Content starts

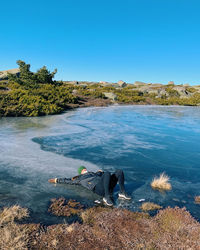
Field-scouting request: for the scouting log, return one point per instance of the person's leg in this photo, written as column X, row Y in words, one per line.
column 102, row 188
column 119, row 176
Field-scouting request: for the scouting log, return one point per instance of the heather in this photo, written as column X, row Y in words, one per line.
column 28, row 93
column 103, row 228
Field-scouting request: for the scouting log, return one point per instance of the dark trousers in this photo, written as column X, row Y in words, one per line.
column 108, row 182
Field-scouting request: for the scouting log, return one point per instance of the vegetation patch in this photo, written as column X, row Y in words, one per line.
column 13, row 235
column 161, row 182
column 62, row 207
column 149, row 206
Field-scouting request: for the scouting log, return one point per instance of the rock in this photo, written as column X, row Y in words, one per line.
column 182, row 91
column 162, row 92
column 137, row 83
column 122, row 84
column 156, row 85
column 148, row 206
column 110, row 96
column 4, row 73
column 84, row 86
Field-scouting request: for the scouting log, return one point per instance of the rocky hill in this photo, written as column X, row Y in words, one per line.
column 4, row 73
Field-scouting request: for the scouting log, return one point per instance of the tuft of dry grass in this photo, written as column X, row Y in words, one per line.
column 161, row 182
column 197, row 199
column 148, row 206
column 12, row 235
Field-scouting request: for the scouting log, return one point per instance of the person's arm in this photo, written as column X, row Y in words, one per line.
column 64, row 180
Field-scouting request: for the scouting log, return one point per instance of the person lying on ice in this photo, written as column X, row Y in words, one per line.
column 101, row 183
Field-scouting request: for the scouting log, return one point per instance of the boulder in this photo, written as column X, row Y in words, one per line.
column 110, row 96
column 122, row 84
column 138, row 83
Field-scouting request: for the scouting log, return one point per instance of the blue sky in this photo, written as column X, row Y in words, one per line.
column 97, row 40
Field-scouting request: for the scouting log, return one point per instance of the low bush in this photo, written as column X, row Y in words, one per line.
column 161, row 182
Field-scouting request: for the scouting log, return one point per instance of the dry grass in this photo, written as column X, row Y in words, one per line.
column 161, row 182
column 12, row 235
column 171, row 228
column 197, row 199
column 148, row 206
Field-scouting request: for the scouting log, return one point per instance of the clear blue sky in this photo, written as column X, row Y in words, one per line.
column 145, row 40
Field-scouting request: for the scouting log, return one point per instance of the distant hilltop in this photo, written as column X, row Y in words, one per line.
column 4, row 73
column 156, row 90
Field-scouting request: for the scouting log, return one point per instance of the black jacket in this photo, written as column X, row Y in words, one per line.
column 88, row 180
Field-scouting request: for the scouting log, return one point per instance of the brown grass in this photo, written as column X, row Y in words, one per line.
column 161, row 182
column 12, row 235
column 148, row 206
column 197, row 199
column 103, row 228
column 171, row 228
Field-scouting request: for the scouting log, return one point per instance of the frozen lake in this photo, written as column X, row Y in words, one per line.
column 142, row 140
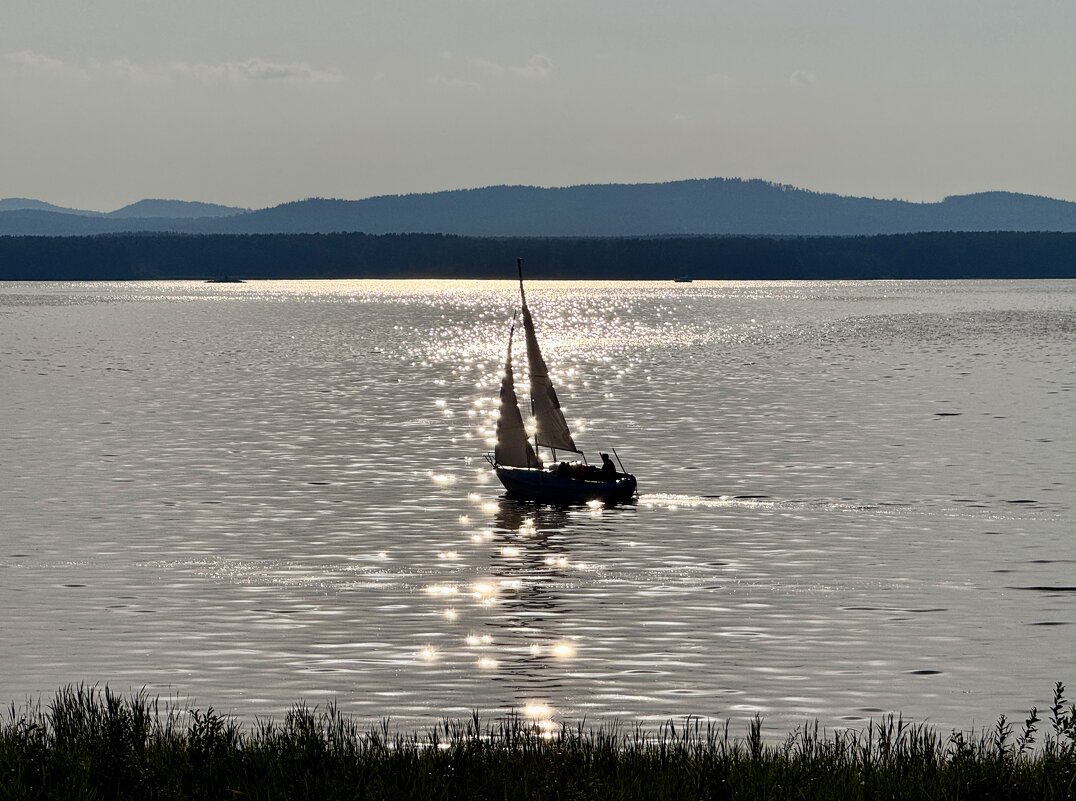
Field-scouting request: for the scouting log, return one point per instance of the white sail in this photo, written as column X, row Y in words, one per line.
column 552, row 430
column 513, row 448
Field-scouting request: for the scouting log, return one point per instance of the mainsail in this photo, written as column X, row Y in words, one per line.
column 552, row 430
column 513, row 448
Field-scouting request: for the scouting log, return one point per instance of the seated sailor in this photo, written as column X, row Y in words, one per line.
column 608, row 468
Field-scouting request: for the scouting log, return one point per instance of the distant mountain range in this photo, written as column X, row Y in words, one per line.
column 23, row 208
column 681, row 208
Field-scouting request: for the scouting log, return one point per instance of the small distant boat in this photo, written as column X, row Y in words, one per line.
column 515, row 461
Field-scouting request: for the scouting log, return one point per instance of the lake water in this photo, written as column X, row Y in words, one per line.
column 854, row 499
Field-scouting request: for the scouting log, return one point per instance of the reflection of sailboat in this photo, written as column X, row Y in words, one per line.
column 515, row 461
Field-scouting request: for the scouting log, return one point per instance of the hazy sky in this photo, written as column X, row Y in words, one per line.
column 253, row 102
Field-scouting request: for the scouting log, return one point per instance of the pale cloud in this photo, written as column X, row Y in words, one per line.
column 539, row 66
column 255, row 69
column 453, row 83
column 483, row 65
column 250, row 70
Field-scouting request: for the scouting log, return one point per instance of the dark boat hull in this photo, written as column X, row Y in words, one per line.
column 546, row 487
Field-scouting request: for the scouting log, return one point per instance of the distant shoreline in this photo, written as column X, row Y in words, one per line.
column 157, row 256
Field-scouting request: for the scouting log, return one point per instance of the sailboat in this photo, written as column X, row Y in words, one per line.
column 515, row 460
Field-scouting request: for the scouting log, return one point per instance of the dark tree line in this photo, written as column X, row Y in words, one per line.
column 939, row 255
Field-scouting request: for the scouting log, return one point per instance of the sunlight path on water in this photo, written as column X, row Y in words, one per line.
column 854, row 499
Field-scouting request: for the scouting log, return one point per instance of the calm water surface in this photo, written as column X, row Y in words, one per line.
column 855, row 499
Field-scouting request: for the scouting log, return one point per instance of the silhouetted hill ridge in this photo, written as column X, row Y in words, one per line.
column 701, row 207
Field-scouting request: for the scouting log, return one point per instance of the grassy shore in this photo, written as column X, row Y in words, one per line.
column 89, row 743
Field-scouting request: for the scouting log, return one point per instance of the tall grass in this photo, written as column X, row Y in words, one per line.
column 89, row 743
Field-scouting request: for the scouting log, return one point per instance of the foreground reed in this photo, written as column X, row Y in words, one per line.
column 91, row 743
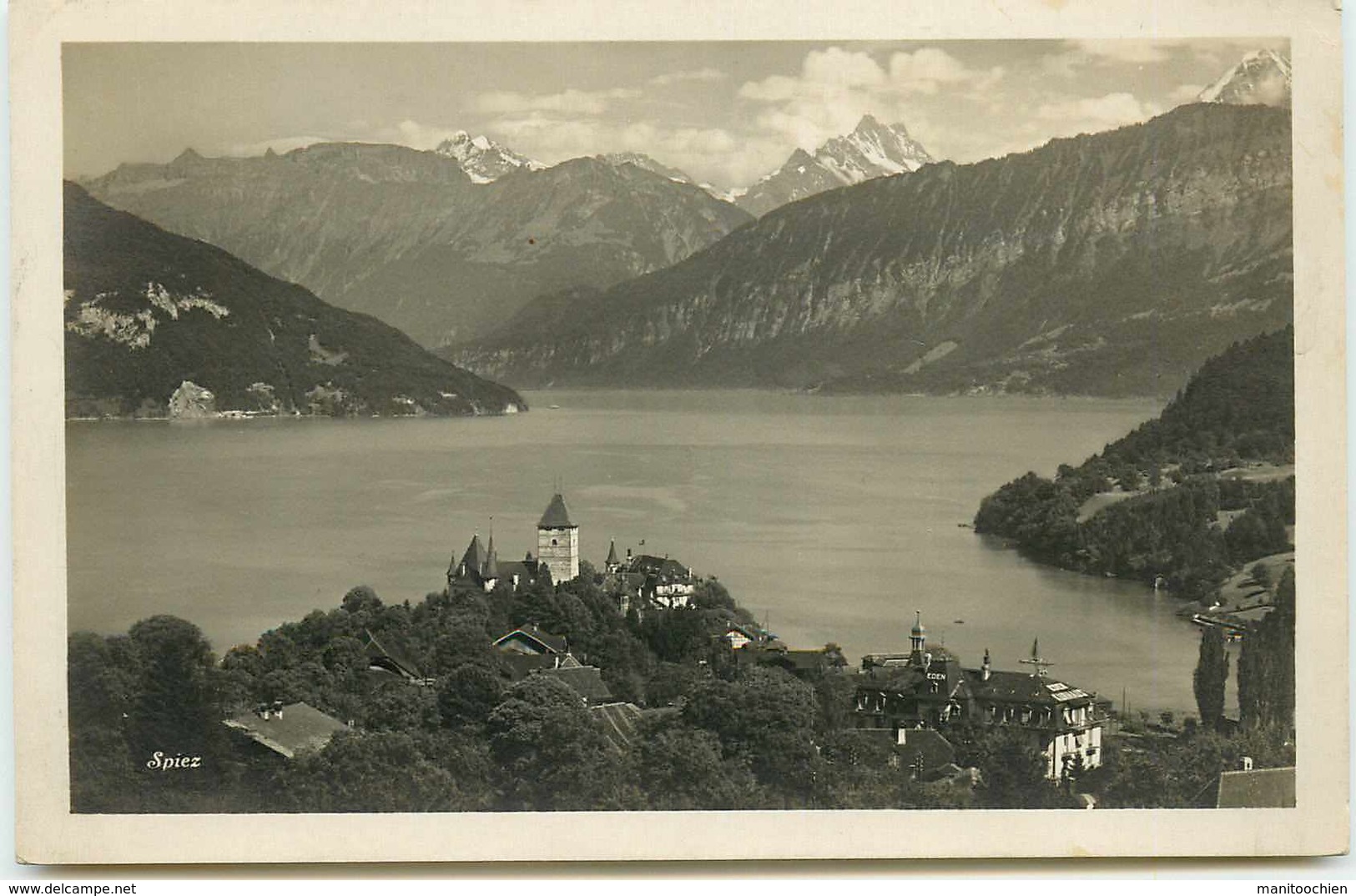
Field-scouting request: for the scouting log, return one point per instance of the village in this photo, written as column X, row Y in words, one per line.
column 909, row 702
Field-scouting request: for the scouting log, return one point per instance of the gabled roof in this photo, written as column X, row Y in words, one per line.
column 300, row 728
column 1258, row 789
column 391, row 659
column 529, row 633
column 1024, row 687
column 520, row 666
column 585, row 679
column 929, row 746
column 618, row 722
column 659, row 566
column 557, row 516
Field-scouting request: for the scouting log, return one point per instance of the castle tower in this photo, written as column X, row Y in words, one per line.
column 557, row 541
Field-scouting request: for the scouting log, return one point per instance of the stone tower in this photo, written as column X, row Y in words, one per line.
column 557, row 541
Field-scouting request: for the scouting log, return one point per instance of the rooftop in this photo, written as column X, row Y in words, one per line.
column 546, row 640
column 1258, row 789
column 297, row 728
column 585, row 679
column 557, row 516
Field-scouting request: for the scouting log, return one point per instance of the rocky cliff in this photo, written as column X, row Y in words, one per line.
column 158, row 325
column 1111, row 264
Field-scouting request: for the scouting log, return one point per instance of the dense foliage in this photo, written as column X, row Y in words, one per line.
column 147, row 310
column 1267, row 666
column 1240, row 408
column 723, row 735
column 719, row 732
column 1211, row 675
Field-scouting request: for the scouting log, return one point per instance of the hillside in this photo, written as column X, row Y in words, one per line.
column 441, row 244
column 1111, row 264
column 1197, row 492
column 147, row 310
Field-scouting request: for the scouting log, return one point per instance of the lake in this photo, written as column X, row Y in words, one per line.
column 831, row 518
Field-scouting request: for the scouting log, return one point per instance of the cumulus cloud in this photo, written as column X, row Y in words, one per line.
column 1091, row 114
column 1078, row 54
column 572, row 102
column 410, row 133
column 837, row 87
column 277, row 144
column 1186, row 93
column 705, row 154
column 928, row 69
column 689, row 75
column 1126, row 49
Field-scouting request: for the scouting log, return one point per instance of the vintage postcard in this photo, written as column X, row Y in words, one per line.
column 648, row 431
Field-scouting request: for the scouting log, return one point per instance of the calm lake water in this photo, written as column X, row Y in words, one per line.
column 833, row 516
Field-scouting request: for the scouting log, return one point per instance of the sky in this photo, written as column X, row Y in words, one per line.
column 726, row 113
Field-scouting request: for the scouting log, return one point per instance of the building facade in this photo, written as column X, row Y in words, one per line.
column 930, row 689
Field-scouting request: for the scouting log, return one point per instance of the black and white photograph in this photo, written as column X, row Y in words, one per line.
column 683, row 426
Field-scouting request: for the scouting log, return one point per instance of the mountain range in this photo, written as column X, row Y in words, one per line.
column 442, row 244
column 1262, row 78
column 870, row 151
column 154, row 320
column 483, row 159
column 1110, row 264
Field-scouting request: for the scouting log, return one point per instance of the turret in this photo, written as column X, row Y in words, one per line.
column 557, row 541
column 917, row 637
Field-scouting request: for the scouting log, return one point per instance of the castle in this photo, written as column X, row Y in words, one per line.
column 557, row 560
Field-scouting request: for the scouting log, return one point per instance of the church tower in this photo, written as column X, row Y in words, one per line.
column 557, row 541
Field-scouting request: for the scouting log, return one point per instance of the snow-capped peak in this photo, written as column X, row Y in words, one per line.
column 872, row 149
column 483, row 159
column 1260, row 78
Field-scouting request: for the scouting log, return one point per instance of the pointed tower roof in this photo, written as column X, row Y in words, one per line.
column 491, row 561
column 557, row 516
column 475, row 556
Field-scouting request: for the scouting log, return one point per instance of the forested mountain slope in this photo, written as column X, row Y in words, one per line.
column 1111, row 264
column 147, row 310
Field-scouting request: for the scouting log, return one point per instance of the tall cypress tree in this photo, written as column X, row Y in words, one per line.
column 1267, row 666
column 1211, row 675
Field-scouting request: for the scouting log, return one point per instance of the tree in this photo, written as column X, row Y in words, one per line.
column 683, row 768
column 1210, row 677
column 1015, row 776
column 468, row 694
column 765, row 717
column 552, row 754
column 383, row 772
column 1267, row 664
column 177, row 707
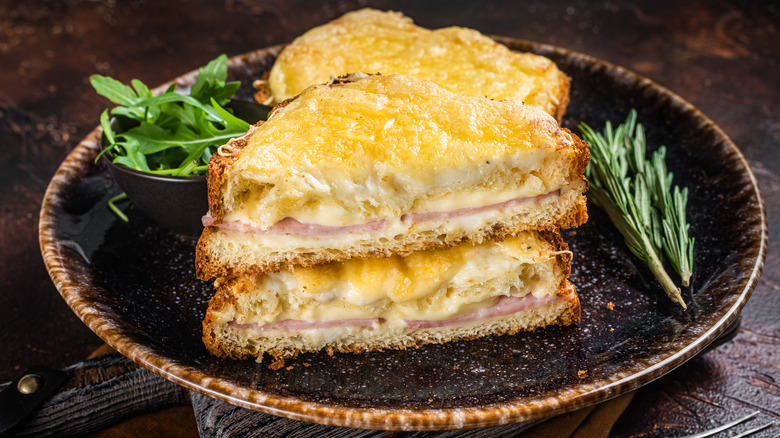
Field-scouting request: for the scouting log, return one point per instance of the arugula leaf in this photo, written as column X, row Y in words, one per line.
column 113, row 90
column 173, row 134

Content ends

Do not include pictures. Copy only the lines running from the line with "of the tree" through the last line of the records, exactly as they appear.

Field-scouting request: for the scouting log, return one point per instance of the tree in this photo, written as column X, row Y in words, one per line.
column 683, row 768
column 1210, row 677
column 1015, row 776
column 468, row 694
column 765, row 717
column 552, row 754
column 383, row 772
column 1267, row 664
column 177, row 707
Field-scouting request: for the scouting log, return one point per instance of the arugula leaf in this photo, written as column X, row Y in words, one per line.
column 113, row 90
column 173, row 134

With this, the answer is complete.